◆ **Extrait fourni**
• • • • •

Aller au contenu principal

Blanchiment et infraction fiscale

Séquestre pour blanchiment d’une économie d’impôt

Depuis l’introduction, le 1er janvier 2016, de la révision du droit suisse permettant de réprimer le blanchiment du résultat d’une infraction en matière de fiscalité directe (art. 305bis al.  1 et 1bis CP) ou indirecte (art. 14 al. 4 DPA), des questions essentielles sont restées floues. On attendait donc avec une certaine impatience les premières jurisprudences. Rendue sur mesures provisoires et en début d’instruction, la décision de la Cour des plaintes du Tribunal pénal fédéral (TPF) du 27 décembre 2017 se cantonne à une analyse « prima facie ». Ce nonobstant, les considérants du TPF annoncent les paramètres du débat que les tribunaux devront mener faute de réponse claire du législateur, en particulier sur la question de la provenance de l’infraction fiscale lorsque, comme c’est en général le cas, le contribuable n’obtient pas un remboursement mais réalise une économie d’impôt.

• • • • •

◆ **Liste des données**
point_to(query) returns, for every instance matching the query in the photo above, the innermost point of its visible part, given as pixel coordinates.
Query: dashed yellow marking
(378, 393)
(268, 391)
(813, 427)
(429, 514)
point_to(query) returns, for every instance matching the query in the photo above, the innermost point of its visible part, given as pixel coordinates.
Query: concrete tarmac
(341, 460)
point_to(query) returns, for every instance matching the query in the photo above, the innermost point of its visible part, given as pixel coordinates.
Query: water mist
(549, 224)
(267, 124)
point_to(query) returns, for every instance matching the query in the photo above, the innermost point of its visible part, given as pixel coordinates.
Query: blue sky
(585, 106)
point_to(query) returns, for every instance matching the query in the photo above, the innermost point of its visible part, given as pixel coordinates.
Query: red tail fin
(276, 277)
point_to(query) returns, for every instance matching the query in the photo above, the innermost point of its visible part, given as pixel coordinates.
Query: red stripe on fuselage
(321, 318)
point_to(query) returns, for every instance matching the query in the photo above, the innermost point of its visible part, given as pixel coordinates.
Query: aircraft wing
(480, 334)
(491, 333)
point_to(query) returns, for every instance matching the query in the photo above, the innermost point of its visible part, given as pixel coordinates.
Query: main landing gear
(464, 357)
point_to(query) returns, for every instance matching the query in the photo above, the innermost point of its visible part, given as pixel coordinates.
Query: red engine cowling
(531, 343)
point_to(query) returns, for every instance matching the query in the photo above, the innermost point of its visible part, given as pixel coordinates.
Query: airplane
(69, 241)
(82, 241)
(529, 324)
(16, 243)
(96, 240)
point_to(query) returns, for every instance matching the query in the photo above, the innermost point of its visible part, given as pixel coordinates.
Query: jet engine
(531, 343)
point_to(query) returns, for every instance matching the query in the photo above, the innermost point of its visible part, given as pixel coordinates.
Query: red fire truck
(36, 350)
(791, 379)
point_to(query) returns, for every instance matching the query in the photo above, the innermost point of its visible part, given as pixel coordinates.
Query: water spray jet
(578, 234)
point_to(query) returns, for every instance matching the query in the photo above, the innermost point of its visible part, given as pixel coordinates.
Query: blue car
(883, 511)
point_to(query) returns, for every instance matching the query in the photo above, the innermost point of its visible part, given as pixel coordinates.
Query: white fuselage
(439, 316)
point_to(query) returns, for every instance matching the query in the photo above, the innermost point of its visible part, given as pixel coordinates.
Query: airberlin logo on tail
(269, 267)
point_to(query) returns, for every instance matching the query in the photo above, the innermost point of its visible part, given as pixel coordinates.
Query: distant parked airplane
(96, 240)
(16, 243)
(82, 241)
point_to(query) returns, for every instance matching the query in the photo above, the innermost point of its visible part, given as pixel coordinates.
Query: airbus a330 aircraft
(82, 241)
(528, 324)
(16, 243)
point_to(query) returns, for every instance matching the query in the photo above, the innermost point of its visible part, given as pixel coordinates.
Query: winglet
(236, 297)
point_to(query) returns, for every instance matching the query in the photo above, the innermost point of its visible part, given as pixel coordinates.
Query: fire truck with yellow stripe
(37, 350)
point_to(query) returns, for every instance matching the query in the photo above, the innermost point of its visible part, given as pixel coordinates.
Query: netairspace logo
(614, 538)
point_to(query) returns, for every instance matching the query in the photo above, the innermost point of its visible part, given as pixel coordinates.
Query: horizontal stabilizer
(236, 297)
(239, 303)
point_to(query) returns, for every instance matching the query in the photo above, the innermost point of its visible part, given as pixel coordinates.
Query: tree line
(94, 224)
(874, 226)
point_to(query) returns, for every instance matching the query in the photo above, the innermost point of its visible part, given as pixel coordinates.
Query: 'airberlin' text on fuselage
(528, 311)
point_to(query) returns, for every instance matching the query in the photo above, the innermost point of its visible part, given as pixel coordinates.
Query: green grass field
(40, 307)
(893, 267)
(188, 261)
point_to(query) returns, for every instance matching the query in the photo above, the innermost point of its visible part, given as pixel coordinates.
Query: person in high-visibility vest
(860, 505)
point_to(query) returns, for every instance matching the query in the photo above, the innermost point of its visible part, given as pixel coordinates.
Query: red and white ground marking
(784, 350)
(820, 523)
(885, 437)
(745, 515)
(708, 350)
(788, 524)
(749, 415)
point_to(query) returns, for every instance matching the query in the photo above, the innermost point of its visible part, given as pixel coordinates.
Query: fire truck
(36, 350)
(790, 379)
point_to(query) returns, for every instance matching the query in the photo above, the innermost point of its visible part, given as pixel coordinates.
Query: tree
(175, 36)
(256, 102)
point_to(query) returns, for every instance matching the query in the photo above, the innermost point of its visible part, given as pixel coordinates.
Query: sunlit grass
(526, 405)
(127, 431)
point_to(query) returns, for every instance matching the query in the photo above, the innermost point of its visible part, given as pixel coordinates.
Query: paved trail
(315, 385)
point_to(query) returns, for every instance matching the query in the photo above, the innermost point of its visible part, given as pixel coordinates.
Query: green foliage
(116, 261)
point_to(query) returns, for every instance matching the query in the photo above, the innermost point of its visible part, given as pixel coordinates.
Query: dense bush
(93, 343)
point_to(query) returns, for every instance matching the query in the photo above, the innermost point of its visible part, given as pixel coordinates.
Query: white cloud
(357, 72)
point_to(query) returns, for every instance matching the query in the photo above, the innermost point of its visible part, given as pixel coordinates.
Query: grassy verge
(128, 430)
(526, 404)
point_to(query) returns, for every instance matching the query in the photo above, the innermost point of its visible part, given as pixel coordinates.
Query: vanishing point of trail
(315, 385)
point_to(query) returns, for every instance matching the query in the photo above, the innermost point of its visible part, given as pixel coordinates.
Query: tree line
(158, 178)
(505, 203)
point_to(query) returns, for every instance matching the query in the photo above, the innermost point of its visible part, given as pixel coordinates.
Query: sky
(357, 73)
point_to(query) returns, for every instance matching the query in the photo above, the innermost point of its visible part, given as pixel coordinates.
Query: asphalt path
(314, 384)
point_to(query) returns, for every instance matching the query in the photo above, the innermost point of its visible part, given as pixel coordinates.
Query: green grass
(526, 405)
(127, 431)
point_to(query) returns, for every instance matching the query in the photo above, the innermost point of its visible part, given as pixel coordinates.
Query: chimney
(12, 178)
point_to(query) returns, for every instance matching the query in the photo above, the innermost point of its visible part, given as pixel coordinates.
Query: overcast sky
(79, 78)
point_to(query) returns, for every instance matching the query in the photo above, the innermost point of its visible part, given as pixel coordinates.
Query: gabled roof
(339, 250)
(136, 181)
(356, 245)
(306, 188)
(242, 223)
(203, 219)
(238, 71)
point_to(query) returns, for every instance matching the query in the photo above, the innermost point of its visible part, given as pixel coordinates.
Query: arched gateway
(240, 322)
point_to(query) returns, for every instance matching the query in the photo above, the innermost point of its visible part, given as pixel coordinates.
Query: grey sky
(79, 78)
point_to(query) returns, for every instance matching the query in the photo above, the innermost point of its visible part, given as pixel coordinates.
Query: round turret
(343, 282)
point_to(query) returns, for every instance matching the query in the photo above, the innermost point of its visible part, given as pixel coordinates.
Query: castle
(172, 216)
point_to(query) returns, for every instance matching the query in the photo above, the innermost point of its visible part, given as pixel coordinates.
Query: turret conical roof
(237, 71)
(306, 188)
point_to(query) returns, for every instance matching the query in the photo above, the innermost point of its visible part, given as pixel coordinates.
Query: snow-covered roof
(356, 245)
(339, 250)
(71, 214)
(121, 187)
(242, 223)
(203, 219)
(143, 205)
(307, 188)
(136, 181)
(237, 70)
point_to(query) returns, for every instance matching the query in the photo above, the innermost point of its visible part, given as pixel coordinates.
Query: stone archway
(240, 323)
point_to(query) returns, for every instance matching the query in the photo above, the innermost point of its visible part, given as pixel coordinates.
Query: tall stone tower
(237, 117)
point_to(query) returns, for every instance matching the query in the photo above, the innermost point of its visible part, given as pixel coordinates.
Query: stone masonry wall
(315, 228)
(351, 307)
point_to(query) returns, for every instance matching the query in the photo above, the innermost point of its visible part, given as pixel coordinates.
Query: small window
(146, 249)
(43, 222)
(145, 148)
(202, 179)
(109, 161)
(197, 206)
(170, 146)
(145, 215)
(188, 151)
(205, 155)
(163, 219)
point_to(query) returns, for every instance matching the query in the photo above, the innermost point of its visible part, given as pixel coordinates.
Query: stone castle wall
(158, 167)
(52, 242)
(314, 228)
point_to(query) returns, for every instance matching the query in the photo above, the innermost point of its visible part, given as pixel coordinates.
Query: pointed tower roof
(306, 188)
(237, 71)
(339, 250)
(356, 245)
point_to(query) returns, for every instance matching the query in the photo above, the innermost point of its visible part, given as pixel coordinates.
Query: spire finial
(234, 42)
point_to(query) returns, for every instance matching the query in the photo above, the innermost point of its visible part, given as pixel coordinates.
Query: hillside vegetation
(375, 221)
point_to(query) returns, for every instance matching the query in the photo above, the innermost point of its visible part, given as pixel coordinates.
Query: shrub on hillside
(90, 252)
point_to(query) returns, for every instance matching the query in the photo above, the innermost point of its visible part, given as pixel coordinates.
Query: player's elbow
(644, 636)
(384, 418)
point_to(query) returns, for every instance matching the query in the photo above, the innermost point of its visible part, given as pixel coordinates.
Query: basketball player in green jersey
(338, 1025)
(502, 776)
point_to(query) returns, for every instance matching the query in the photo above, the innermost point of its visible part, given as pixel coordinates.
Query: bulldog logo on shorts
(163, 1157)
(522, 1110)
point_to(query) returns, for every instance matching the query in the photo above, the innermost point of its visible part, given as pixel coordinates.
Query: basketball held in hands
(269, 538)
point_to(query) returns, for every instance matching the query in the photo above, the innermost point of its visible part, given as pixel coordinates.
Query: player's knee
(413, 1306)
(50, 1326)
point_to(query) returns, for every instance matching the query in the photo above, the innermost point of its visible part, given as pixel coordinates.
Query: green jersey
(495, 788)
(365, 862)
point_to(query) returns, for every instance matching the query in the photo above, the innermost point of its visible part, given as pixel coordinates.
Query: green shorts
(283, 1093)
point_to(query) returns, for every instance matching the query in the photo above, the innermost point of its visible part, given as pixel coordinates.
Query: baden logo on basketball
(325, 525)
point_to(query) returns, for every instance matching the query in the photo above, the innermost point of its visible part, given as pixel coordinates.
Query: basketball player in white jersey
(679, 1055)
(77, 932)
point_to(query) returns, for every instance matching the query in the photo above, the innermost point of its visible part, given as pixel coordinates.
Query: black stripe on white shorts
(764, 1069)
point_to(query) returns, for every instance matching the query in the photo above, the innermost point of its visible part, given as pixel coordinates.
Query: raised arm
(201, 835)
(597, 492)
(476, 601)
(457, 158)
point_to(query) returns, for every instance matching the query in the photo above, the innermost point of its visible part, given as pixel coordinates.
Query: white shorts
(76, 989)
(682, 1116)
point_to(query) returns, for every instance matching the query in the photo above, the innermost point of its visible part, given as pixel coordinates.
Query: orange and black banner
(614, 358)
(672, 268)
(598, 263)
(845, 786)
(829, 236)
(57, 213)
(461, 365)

• • • • •

◆ **Énoncé du problème A**
Pour chacune des affirmations suivantes, indiquez par oui ou par non si elle concorde avec l’extrait sur le blanchiment et l’infraction fiscale, et citez les mots de l’extrait qui tranchent : (i) la révision du droit suisse a été introduite le 1er janvier 2016 ; (ii) la décision du Tribunal pénal fédéral a été rendue au terme de l’instruction ; (iii) en général, le contribuable obtient un remboursement.
◆ **Énoncé du problème B**
Donnez la suite de l’extrait sur le blanchiment et l’infraction fiscale, à partir de sa dernière phrase.
Les données sont tirées d’une source distincte de celle de l’extrait.

◆ **Réponse rédigée A**
(i) Oui : « Depuis l’introduction, le 1er janvier 2016, de la révision du droit suisse ».
(ii) Non : « Rendue sur mesures provisoires et en début d’instruction ».
(iii) Non : « comme c’est en général le cas, le contribuable n’obtient pas un remboursement mais réalise une économie d’impôt ».

◆ **Réponse rédigée B**
Dans cette affaire, la procédure pénale diligentée par le Ministère public de la Confédération (MPC) sur la base de communications relayées par le MROS concerne le soupçon de blanchiment d’argent commis sur des comptes d’entités juridiques dont les ayants droit économiques sont soupçonnés d’avoir fraudé le fisc israélien. Une procédure pénale est en cours en Israël, et les prévenus ont été arrêtés puis libérés sur caution.

En Suisse, les séquestres ordonnés par le MPC auprès de trois banques à Zurich, Zoug et Genève ont porté sur un montant global d’environ 10 millions de francs. Les recours interjetés contre ces mesures font valoir, entre autres, que les infractions en amont invoquées ne peuvent être qualifiées de soustractions d’impôt et encore moins d’escroqueries en matière de contributions, et qu’il n’y a aucun lien de connexité entre les valeurs séquestrées et les infractions alléguées.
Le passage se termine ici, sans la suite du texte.